╭─ Provided passage

Well of course this phenomenon is not exclusive to Darwin's "disciples."
By "disciple" in the Darwinian case I mean a person who sees in Darwin's theory more than it claims to hold. The theory is not an origin-of-life theory; it is a theory of speciation and evolutionary change in species. It starts with organisms that are already alive. There's nothing in the theory that explains what life "is" or how it came about. And yet the disciple is attracted by the fact that Darwin's theory is relentlessly "naturalistic," materialistic, and effectively claims that the biological sphere is, in the words of Jacques Monod, the result of pure, blind, random chance. Therefore, the origin of life must be likewise.

╰─
╭─ Information shown

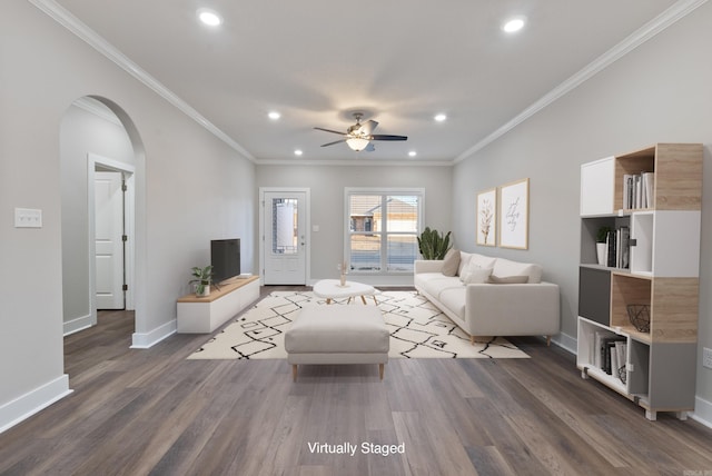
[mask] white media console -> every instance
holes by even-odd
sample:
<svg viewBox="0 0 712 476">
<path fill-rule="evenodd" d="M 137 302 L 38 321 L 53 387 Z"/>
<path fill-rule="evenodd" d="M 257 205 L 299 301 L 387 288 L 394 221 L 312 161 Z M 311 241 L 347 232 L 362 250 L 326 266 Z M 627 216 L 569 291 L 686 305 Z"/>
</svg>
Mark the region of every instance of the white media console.
<svg viewBox="0 0 712 476">
<path fill-rule="evenodd" d="M 259 298 L 259 277 L 234 279 L 210 296 L 178 299 L 178 333 L 211 333 Z"/>
</svg>

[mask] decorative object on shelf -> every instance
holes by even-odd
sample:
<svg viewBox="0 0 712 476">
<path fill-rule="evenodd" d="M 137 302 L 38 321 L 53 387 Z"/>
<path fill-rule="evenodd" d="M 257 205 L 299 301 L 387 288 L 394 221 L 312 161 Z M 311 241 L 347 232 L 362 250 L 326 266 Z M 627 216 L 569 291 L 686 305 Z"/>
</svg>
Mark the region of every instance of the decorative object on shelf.
<svg viewBox="0 0 712 476">
<path fill-rule="evenodd" d="M 500 246 L 528 249 L 530 179 L 500 187 Z"/>
<path fill-rule="evenodd" d="M 345 288 L 346 287 L 346 261 L 342 261 L 340 265 L 336 265 L 336 269 L 339 270 L 340 274 L 340 280 L 339 280 L 339 286 Z"/>
<path fill-rule="evenodd" d="M 497 189 L 477 194 L 477 245 L 495 246 L 497 229 Z"/>
<path fill-rule="evenodd" d="M 423 259 L 443 259 L 445 255 L 451 248 L 449 244 L 449 235 L 452 231 L 448 231 L 446 235 L 437 231 L 436 229 L 431 229 L 431 227 L 425 227 L 425 230 L 421 234 L 418 238 L 418 250 L 423 256 Z"/>
<path fill-rule="evenodd" d="M 196 296 L 210 296 L 210 284 L 212 282 L 212 266 L 206 266 L 205 268 L 194 266 L 191 268 L 191 271 L 195 279 L 191 279 L 190 284 L 196 285 Z M 215 285 L 215 287 L 220 289 L 218 285 Z"/>
<path fill-rule="evenodd" d="M 629 304 L 627 317 L 639 333 L 650 333 L 650 306 L 646 304 Z"/>
<path fill-rule="evenodd" d="M 599 258 L 599 265 L 601 266 L 606 266 L 607 264 L 605 241 L 610 232 L 611 227 L 601 227 L 596 234 L 596 257 Z"/>
</svg>

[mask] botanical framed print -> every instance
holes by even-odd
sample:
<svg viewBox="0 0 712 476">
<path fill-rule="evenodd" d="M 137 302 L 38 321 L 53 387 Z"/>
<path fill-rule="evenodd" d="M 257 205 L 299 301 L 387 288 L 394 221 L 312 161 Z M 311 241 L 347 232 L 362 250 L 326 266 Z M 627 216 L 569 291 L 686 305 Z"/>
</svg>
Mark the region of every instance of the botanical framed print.
<svg viewBox="0 0 712 476">
<path fill-rule="evenodd" d="M 500 246 L 528 249 L 530 179 L 500 187 Z"/>
<path fill-rule="evenodd" d="M 495 246 L 497 229 L 497 189 L 477 194 L 477 245 Z"/>
</svg>

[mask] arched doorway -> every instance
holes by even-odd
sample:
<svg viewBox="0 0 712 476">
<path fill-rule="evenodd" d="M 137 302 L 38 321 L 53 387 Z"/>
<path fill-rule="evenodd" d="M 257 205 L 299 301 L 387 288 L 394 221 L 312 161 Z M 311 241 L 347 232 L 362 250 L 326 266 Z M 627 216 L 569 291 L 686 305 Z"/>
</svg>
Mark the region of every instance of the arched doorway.
<svg viewBox="0 0 712 476">
<path fill-rule="evenodd" d="M 142 230 L 137 217 L 144 216 L 144 201 L 137 187 L 145 156 L 132 120 L 106 98 L 77 99 L 62 117 L 60 163 L 65 335 L 96 325 L 97 310 L 105 307 L 136 309 L 139 327 L 142 306 L 135 290 L 140 261 L 135 257 L 141 246 L 136 237 Z M 109 182 L 115 185 L 107 188 Z M 107 200 L 109 192 L 120 195 L 119 201 Z M 107 247 L 108 228 L 118 235 Z M 112 300 L 105 299 L 109 295 Z"/>
</svg>

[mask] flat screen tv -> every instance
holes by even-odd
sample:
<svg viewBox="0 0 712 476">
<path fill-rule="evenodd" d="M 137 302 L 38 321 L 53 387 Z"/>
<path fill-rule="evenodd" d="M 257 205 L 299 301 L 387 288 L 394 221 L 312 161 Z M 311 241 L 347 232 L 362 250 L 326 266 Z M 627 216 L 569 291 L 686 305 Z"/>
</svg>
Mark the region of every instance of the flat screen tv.
<svg viewBox="0 0 712 476">
<path fill-rule="evenodd" d="M 240 239 L 214 239 L 210 241 L 210 265 L 215 282 L 221 282 L 240 274 Z"/>
</svg>

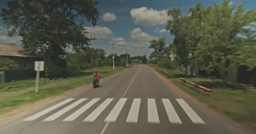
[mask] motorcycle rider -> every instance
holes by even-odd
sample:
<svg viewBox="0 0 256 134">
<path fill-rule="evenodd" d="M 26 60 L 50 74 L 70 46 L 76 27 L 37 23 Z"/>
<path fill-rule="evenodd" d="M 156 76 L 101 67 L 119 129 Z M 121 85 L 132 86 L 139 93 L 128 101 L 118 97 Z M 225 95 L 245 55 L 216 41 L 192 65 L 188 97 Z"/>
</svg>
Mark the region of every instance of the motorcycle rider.
<svg viewBox="0 0 256 134">
<path fill-rule="evenodd" d="M 99 84 L 99 73 L 98 72 L 98 71 L 96 71 L 93 74 L 93 75 L 92 76 L 92 77 L 93 78 L 96 78 L 95 79 L 95 80 L 96 80 L 96 81 L 95 81 L 96 82 L 97 82 L 97 83 L 98 83 L 98 85 Z"/>
<path fill-rule="evenodd" d="M 99 78 L 99 73 L 98 72 L 98 71 L 96 71 L 93 75 L 93 78 Z"/>
</svg>

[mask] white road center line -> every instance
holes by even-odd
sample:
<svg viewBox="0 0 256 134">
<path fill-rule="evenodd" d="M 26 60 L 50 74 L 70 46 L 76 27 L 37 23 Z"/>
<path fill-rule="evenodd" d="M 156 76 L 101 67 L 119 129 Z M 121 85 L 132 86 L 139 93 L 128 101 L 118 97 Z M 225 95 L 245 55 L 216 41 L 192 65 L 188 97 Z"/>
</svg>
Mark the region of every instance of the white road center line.
<svg viewBox="0 0 256 134">
<path fill-rule="evenodd" d="M 72 113 L 72 114 L 63 120 L 63 121 L 72 121 L 75 120 L 82 113 L 86 111 L 86 110 L 88 109 L 88 108 L 90 108 L 93 105 L 99 100 L 100 99 L 100 98 L 95 98 L 91 100 L 88 103 Z"/>
<path fill-rule="evenodd" d="M 137 73 L 138 73 L 138 72 L 139 71 L 139 69 L 140 69 L 141 67 L 141 65 L 140 65 L 139 66 L 139 69 L 138 69 L 138 70 L 137 70 L 137 72 L 136 72 L 136 73 L 135 74 L 135 75 L 134 75 L 134 77 L 133 77 L 133 78 L 132 80 L 131 81 L 130 83 L 130 84 L 128 86 L 128 87 L 126 89 L 126 90 L 125 90 L 125 93 L 123 94 L 123 96 L 122 96 L 121 98 L 123 98 L 125 96 L 125 94 L 126 94 L 126 93 L 127 92 L 127 91 L 128 90 L 128 89 L 130 88 L 130 86 L 131 85 L 131 83 L 132 83 L 133 81 L 133 80 L 134 80 L 134 78 L 135 78 L 135 77 L 136 76 L 136 75 L 137 75 Z M 101 134 L 104 134 L 104 132 L 105 132 L 105 131 L 106 130 L 106 129 L 107 129 L 107 126 L 109 125 L 109 122 L 107 122 L 106 124 L 104 126 L 104 127 L 103 127 L 103 129 L 102 129 L 102 130 L 101 130 Z"/>
<path fill-rule="evenodd" d="M 75 99 L 74 98 L 68 98 L 65 100 L 62 101 L 58 104 L 56 104 L 55 105 L 53 105 L 48 108 L 46 108 L 37 113 L 36 113 L 31 116 L 29 116 L 24 119 L 23 121 L 32 121 L 34 120 L 35 120 L 41 116 L 49 113 L 49 112 L 59 107 L 60 106 L 72 101 L 72 100 Z"/>
<path fill-rule="evenodd" d="M 76 106 L 78 105 L 84 101 L 86 100 L 87 98 L 81 98 L 74 103 L 70 104 L 69 106 L 64 108 L 61 110 L 59 112 L 56 113 L 55 113 L 52 115 L 51 116 L 48 117 L 47 118 L 43 120 L 43 121 L 51 121 L 55 119 L 58 118 L 59 117 L 61 116 L 63 114 L 66 113 L 67 112 L 71 110 L 72 108 L 75 108 Z"/>
<path fill-rule="evenodd" d="M 205 122 L 193 110 L 189 105 L 182 99 L 176 99 L 186 113 L 189 117 L 191 121 L 196 124 L 205 124 Z"/>
<path fill-rule="evenodd" d="M 105 122 L 115 122 L 127 100 L 127 99 L 126 98 L 120 99 L 104 121 Z"/>
<path fill-rule="evenodd" d="M 182 122 L 178 116 L 173 106 L 168 99 L 162 99 L 163 103 L 166 111 L 169 120 L 171 123 L 182 124 Z"/>
<path fill-rule="evenodd" d="M 148 122 L 152 123 L 160 123 L 155 99 L 148 98 L 147 99 L 147 110 Z"/>
<path fill-rule="evenodd" d="M 100 105 L 95 110 L 91 113 L 87 117 L 83 120 L 83 122 L 93 122 L 101 113 L 101 112 L 107 108 L 109 104 L 111 102 L 113 98 L 108 98 L 106 99 L 101 105 Z"/>
<path fill-rule="evenodd" d="M 128 114 L 126 122 L 136 123 L 139 116 L 141 98 L 134 98 Z"/>
<path fill-rule="evenodd" d="M 138 72 L 139 72 L 139 70 L 141 68 L 141 65 L 140 65 L 139 66 L 139 68 L 138 69 L 138 70 L 137 70 L 137 72 L 136 72 L 136 73 L 135 74 L 135 75 L 134 75 L 134 77 L 133 77 L 133 79 L 131 81 L 131 82 L 130 82 L 130 84 L 129 84 L 129 85 L 128 86 L 128 87 L 127 87 L 127 88 L 126 88 L 126 90 L 125 90 L 125 93 L 123 94 L 123 96 L 122 96 L 121 98 L 123 98 L 125 96 L 125 95 L 126 94 L 126 93 L 127 92 L 127 91 L 128 90 L 128 89 L 129 89 L 129 88 L 130 88 L 130 86 L 131 86 L 131 83 L 133 82 L 133 80 L 134 80 L 134 78 L 136 77 L 136 75 L 137 75 L 137 74 L 138 73 Z"/>
</svg>

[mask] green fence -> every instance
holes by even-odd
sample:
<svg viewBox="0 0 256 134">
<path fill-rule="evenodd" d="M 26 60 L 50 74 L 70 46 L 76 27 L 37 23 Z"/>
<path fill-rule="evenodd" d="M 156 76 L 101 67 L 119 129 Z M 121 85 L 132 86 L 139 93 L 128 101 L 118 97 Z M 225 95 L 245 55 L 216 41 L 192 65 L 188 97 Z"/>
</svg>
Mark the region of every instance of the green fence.
<svg viewBox="0 0 256 134">
<path fill-rule="evenodd" d="M 36 72 L 34 70 L 21 70 L 5 71 L 5 82 L 12 80 L 24 80 L 35 78 Z"/>
</svg>

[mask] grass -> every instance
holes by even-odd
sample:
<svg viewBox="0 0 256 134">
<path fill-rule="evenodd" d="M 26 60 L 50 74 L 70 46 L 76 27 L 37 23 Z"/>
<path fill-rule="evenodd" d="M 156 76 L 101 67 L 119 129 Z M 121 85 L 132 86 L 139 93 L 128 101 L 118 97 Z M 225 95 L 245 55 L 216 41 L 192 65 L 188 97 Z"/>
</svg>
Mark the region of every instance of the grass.
<svg viewBox="0 0 256 134">
<path fill-rule="evenodd" d="M 130 66 L 131 67 L 131 66 Z M 109 67 L 96 69 L 102 78 L 120 72 L 124 68 L 116 67 L 115 70 Z M 21 104 L 32 102 L 53 96 L 84 84 L 91 82 L 91 77 L 94 72 L 93 70 L 83 71 L 76 77 L 50 80 L 41 78 L 40 81 L 39 93 L 35 93 L 35 81 L 34 79 L 17 81 L 0 84 L 0 114 L 8 112 L 12 108 Z M 26 85 L 13 90 L 8 90 L 5 88 L 12 85 Z"/>
<path fill-rule="evenodd" d="M 169 77 L 157 68 L 172 74 Z M 200 101 L 205 103 L 210 107 L 237 122 L 248 122 L 256 124 L 256 93 L 245 88 L 236 87 L 229 83 L 223 89 L 221 80 L 190 77 L 176 70 L 168 70 L 156 67 L 155 70 L 168 77 L 175 85 Z M 179 79 L 181 77 L 212 90 L 211 96 L 207 96 L 185 84 Z"/>
</svg>

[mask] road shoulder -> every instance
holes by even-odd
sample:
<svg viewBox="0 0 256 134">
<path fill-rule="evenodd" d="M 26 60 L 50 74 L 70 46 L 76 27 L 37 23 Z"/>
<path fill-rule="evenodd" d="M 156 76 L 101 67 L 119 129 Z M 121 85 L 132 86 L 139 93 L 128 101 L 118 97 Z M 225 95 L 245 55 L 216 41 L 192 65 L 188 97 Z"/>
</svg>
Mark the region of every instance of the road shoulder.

╰─

▸ Directions
A: Using the passage on Darwin's "disciples," answer the following:
(i) According to the passage, what is Darwin's theory a theory of?
(ii) What does the passage say the theory starts with?
(iii) Whose words does the passage quote to describe the biological sphere?
B: In one to three sentences, explain why, according to the passage on Darwin's "disciples," the disciple concludes that the origin of life must also come from chance.
C: Write what comes next in the passage on Darwin's "disciples," starting after its final sentence.

▸ Answers for this exercise
A:
(i) Speciation and evolutionary change in species.
(ii) Organisms that are already alive.
(iii) Jacques Monod's.

B: The disciple is drawn to the fact that Darwin's theory is relentlessly naturalistic and materialistic. It effectively claims that the biological sphere is the result of pure, blind, random chance, in Jacques Monod's words. From this, the disciple concludes that the origin of life must be likewise.

C:
The disciple is happy, because with this strategy he has succeeded in finding, as Richard Dawkins put it, that he, too, can be an intellectually satisfied atheist.... [The entire point of the exercise is to kick God out of the picture.]
What this has to do with the natural world or even with science is another question entirely.
Then we've got people pointlessly "filling in the blanks" with stuff that isn't really there but that they would agree with if it was.
Then we've got other people who are rationally and logically "filling in the blanks" with stuff that isn't really there, but that they would disagree with if it was.
And thank you for the examples of "filling in the blanks" from the atheist corner.